==== DATA TO USE ====

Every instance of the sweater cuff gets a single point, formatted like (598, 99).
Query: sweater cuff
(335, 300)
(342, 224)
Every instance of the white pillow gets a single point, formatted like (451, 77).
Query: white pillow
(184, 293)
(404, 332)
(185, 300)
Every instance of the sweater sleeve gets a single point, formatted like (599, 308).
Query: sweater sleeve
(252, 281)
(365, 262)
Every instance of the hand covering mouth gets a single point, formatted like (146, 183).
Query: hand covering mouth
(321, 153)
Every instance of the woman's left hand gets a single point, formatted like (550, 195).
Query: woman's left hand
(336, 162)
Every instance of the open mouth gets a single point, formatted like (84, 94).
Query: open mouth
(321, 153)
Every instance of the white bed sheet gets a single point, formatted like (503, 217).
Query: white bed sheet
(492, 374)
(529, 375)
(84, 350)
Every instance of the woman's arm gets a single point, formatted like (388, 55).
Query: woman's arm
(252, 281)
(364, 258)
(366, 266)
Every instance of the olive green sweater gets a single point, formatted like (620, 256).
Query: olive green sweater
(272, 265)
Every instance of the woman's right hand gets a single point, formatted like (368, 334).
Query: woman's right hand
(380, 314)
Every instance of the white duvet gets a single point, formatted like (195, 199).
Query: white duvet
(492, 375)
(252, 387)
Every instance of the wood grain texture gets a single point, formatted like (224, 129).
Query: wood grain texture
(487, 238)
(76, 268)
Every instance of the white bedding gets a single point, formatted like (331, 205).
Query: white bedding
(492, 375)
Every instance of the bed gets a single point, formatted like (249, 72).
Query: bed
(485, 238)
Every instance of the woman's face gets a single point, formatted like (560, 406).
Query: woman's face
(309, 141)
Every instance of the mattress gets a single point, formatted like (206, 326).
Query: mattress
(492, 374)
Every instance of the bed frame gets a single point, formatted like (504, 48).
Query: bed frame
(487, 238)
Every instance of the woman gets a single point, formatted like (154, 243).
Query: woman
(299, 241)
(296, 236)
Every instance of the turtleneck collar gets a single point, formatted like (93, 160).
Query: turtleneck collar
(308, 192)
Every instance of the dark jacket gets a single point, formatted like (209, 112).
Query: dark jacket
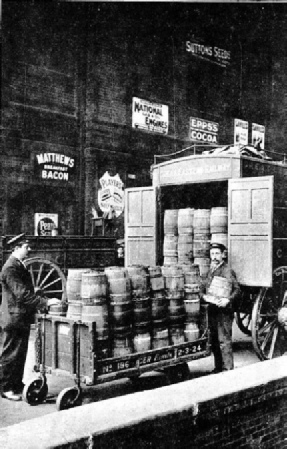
(19, 301)
(226, 272)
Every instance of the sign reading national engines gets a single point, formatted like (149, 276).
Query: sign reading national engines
(203, 131)
(111, 195)
(258, 135)
(45, 223)
(150, 116)
(55, 166)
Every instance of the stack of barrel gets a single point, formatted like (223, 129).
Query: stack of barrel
(201, 240)
(140, 290)
(185, 236)
(218, 225)
(192, 302)
(94, 297)
(174, 291)
(170, 242)
(159, 308)
(121, 310)
(73, 287)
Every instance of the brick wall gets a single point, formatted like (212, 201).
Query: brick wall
(244, 408)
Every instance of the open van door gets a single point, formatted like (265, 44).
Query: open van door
(250, 229)
(140, 226)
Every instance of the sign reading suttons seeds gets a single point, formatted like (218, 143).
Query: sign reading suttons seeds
(150, 116)
(111, 195)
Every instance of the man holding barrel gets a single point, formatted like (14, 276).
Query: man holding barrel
(221, 290)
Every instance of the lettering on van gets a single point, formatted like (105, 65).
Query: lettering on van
(201, 130)
(55, 166)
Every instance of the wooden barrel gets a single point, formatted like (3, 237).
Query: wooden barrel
(142, 340)
(99, 314)
(159, 309)
(74, 311)
(74, 283)
(193, 275)
(94, 288)
(170, 243)
(118, 280)
(156, 279)
(121, 314)
(176, 333)
(139, 278)
(185, 221)
(122, 344)
(201, 221)
(174, 280)
(185, 248)
(201, 245)
(220, 238)
(160, 337)
(191, 331)
(218, 220)
(204, 265)
(176, 310)
(141, 310)
(170, 221)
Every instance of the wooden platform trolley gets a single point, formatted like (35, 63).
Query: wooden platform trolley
(254, 191)
(72, 347)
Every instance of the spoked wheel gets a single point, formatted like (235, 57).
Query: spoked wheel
(268, 336)
(47, 276)
(68, 398)
(35, 392)
(243, 321)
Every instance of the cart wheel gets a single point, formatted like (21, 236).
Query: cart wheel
(267, 334)
(35, 392)
(68, 398)
(243, 321)
(177, 373)
(48, 276)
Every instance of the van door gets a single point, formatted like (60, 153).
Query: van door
(140, 226)
(250, 229)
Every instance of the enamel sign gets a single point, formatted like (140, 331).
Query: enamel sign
(111, 195)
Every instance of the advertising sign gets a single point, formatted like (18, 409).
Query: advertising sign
(45, 223)
(55, 166)
(209, 53)
(111, 195)
(150, 116)
(240, 132)
(203, 131)
(258, 135)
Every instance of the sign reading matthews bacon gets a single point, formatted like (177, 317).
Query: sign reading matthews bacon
(150, 116)
(55, 166)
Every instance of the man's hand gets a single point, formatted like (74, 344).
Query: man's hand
(222, 302)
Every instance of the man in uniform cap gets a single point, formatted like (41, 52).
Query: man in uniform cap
(221, 313)
(20, 301)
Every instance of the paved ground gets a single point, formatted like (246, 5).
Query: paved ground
(15, 412)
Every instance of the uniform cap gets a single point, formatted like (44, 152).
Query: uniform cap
(18, 239)
(219, 246)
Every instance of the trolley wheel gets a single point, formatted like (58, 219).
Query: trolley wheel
(177, 373)
(268, 336)
(35, 392)
(68, 398)
(47, 276)
(243, 321)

====

OBJECTIVE: Rewrite every line of the entries above as a Markdown table with the columns "Row" and "Entry line," numbering the rows and skipping blank lines. Leave the pictures out of the table.

SOLUTION TO THE PROBLEM:
| Row | Entry line |
|---|---|
| 1 | Every instance of the sweater cuff gets a single point, formatted like (598, 99). |
| 2 | Query: sweater cuff |
| 3 | (335, 300) |
| 4 | (342, 224) |
| 5 | Every instance of the white pillow gets a single point, formatted like (451, 77). |
| 6 | Query: white pillow |
| 7 | (184, 293) |
| 8 | (404, 332) |
| 9 | (185, 300) |
| 10 | Every instance of the sweater sleeve gets a single point, formatted like (599, 308). |
| 11 | Query: sweater sleeve |
| 12 | (252, 281) |
| 13 | (365, 262) |
| 14 | Every instance of the hand covering mouth gets a single point, formatted like (146, 183). |
| 15 | Query: hand covering mouth |
| 16 | (321, 153) |
| 17 | Every instance of the woman's left hand gets a single point, formatted like (550, 195). |
| 18 | Query: woman's left hand |
| 19 | (336, 162) |
| 20 | Every instance of the open mouth gets a single point, formatted like (84, 94). |
| 21 | Query: open mouth |
| 22 | (321, 153) |
| 23 | Every instance of the white bed sheet gets a single point, formatted like (503, 217). |
| 24 | Query: white bed sheet |
| 25 | (492, 374) |
| 26 | (529, 375) |
| 27 | (84, 350) |
| 28 | Every instance of the woman's arm gets a single point, formatted like (388, 55). |
| 29 | Query: woman's arm |
| 30 | (252, 281) |
| 31 | (364, 258) |
| 32 | (366, 266) |
| 33 | Every instance of the olive green sweater gets a single point, formatted like (620, 256). |
| 34 | Query: olive green sweater |
| 35 | (272, 265) |
| 36 | Every instance of the woman's right hand gets a single point, formatted like (368, 334). |
| 37 | Query: woman's right hand |
| 38 | (380, 314) |
| 39 | Every instance of the white duvet gets a single point, formatted like (195, 199). |
| 40 | Query: white duvet |
| 41 | (492, 375) |
| 42 | (252, 387) |
| 43 | Every instance of the wood grain texture gets a single point, formatted like (224, 129). |
| 44 | Query: wood grain texture |
| 45 | (487, 238) |
| 46 | (76, 268) |
| 47 | Every instance of the white bedding gets a single point, formatted like (331, 205). |
| 48 | Query: white bedding |
| 49 | (492, 375) |
| 50 | Every instance of the bed gets a single point, formatted like (249, 72). |
| 51 | Query: bed |
| 52 | (485, 238) |
| 53 | Every instance of the woman's face gets a single point, formatted like (560, 406). |
| 54 | Query: woman's face |
| 55 | (309, 141) |
| 56 | Every instance of the mattress gets a single point, formatted like (206, 326). |
| 57 | Query: mattress |
| 58 | (492, 374) |
| 59 | Every instance of the bed frame gets a single point, formatted like (504, 48). |
| 60 | Query: bed frame |
| 61 | (487, 238) |
| 62 | Every instance of the woman gets a single point, formatted like (154, 243). |
| 63 | Query: woman |
| 64 | (299, 241) |
| 65 | (296, 236) |
| 66 | Every instance of the turtleneck collar gets a single point, formatted like (93, 160). |
| 67 | Query: turtleneck collar |
| 68 | (308, 192) |
| 69 | Every instance of the dark jacket gets a single point, formatted like (209, 112). |
| 70 | Query: dark jacket |
| 71 | (19, 301) |
| 72 | (226, 272) |
| 73 | Every instance of the sign reading national engines gets a single point, formatted like (149, 276). |
| 74 | Query: sign reading national engines |
| 75 | (203, 131) |
| 76 | (111, 195) |
| 77 | (258, 135) |
| 78 | (45, 223) |
| 79 | (150, 116) |
| 80 | (55, 166) |
| 81 | Every instance of the stack of barrel gets a single point, formatted like (223, 129). |
| 82 | Query: stack of barrel |
| 83 | (201, 240) |
| 84 | (140, 290) |
| 85 | (185, 236) |
| 86 | (218, 225) |
| 87 | (192, 302) |
| 88 | (94, 297) |
| 89 | (174, 291) |
| 90 | (170, 242) |
| 91 | (159, 308) |
| 92 | (121, 310) |
| 93 | (73, 287) |
| 94 | Every instance of the brick wall gets a single point, formatted like (212, 201). |
| 95 | Query: brick wall |
| 96 | (244, 408) |
| 97 | Every instance of the open van door gets a single point, formatted like (265, 44). |
| 98 | Query: open van door |
| 99 | (250, 229) |
| 100 | (140, 226) |
| 101 | Every instance of the sign reading suttons seeds gets a single point, formatted like (218, 143). |
| 102 | Query: sign reading suttons seeds |
| 103 | (150, 116) |
| 104 | (111, 195) |
| 105 | Every instance of the man holding barrel gets a single point, formatted like (14, 276). |
| 106 | Query: man holding barrel |
| 107 | (221, 290) |
| 108 | Every instance of the lettering on van gets a single point, formatted like (105, 65). |
| 109 | Query: lettering on van |
| 110 | (201, 130) |
| 111 | (55, 166) |
| 112 | Every instance of the wooden barrel gets a single point, formatted like (3, 237). |
| 113 | Query: wooden barrel |
| 114 | (142, 340) |
| 115 | (99, 314) |
| 116 | (159, 309) |
| 117 | (74, 311) |
| 118 | (74, 283) |
| 119 | (193, 275) |
| 120 | (94, 288) |
| 121 | (170, 243) |
| 122 | (118, 280) |
| 123 | (156, 279) |
| 124 | (121, 314) |
| 125 | (176, 333) |
| 126 | (139, 278) |
| 127 | (185, 221) |
| 128 | (122, 344) |
| 129 | (201, 221) |
| 130 | (174, 280) |
| 131 | (185, 248) |
| 132 | (201, 245) |
| 133 | (220, 238) |
| 134 | (160, 337) |
| 135 | (191, 331) |
| 136 | (218, 220) |
| 137 | (204, 265) |
| 138 | (176, 310) |
| 139 | (141, 310) |
| 140 | (170, 221) |
| 141 | Every instance of the wooden platform trolley gets a single point, formatted like (35, 63). |
| 142 | Query: wooden platform trolley |
| 143 | (254, 191) |
| 144 | (72, 347) |
| 145 | Every instance of the spoked wheel gets a single point, formatted like (235, 57). |
| 146 | Query: spoked wheel |
| 147 | (268, 336) |
| 148 | (47, 276) |
| 149 | (68, 398) |
| 150 | (35, 392) |
| 151 | (243, 321) |
| 152 | Every instance of the cart wheel gets a single point, formatted like (21, 236). |
| 153 | Query: cart wheel |
| 154 | (267, 334) |
| 155 | (35, 392) |
| 156 | (68, 398) |
| 157 | (243, 321) |
| 158 | (177, 373) |
| 159 | (48, 276) |
| 160 | Every instance of the van door gets a single point, formatted like (60, 153). |
| 161 | Query: van door |
| 162 | (140, 226) |
| 163 | (250, 229) |
| 164 | Every instance of the enamel sign gets a single point, formatted like (140, 331). |
| 165 | Query: enamel sign |
| 166 | (111, 195) |
| 167 | Every instance of the advertising sign gets a single point, formatted like (18, 409). |
| 168 | Query: advertising sign |
| 169 | (45, 223) |
| 170 | (55, 166) |
| 171 | (209, 53) |
| 172 | (111, 195) |
| 173 | (150, 116) |
| 174 | (240, 132) |
| 175 | (203, 131) |
| 176 | (258, 135) |
| 177 | Every instance of the sign reading matthews bacon gets a single point, formatted like (177, 317). |
| 178 | Query: sign reading matthews bacon |
| 179 | (150, 116) |
| 180 | (55, 166) |
| 181 | Every instance of the man's hand gets a single point, formatted like (74, 344). |
| 182 | Query: man's hand |
| 183 | (222, 302) |
| 184 | Every instance of the man in uniform cap gets a single point, formatted like (41, 52). |
| 185 | Query: man in uniform cap |
| 186 | (221, 313) |
| 187 | (20, 301) |
| 188 | Every instance of the paved ground gets a single point, formatted like (246, 5). |
| 189 | Query: paved ground |
| 190 | (15, 412) |
| 191 | Every instance of the uniform cap gets a single point, formatted like (44, 152). |
| 192 | Query: uniform cap |
| 193 | (18, 239) |
| 194 | (219, 246) |
| 195 | Every instance of the trolley wheel gets a single point, formatted like (58, 219). |
| 196 | Query: trolley wheel |
| 197 | (177, 373) |
| 198 | (268, 336) |
| 199 | (35, 392) |
| 200 | (68, 398) |
| 201 | (47, 276) |
| 202 | (243, 321) |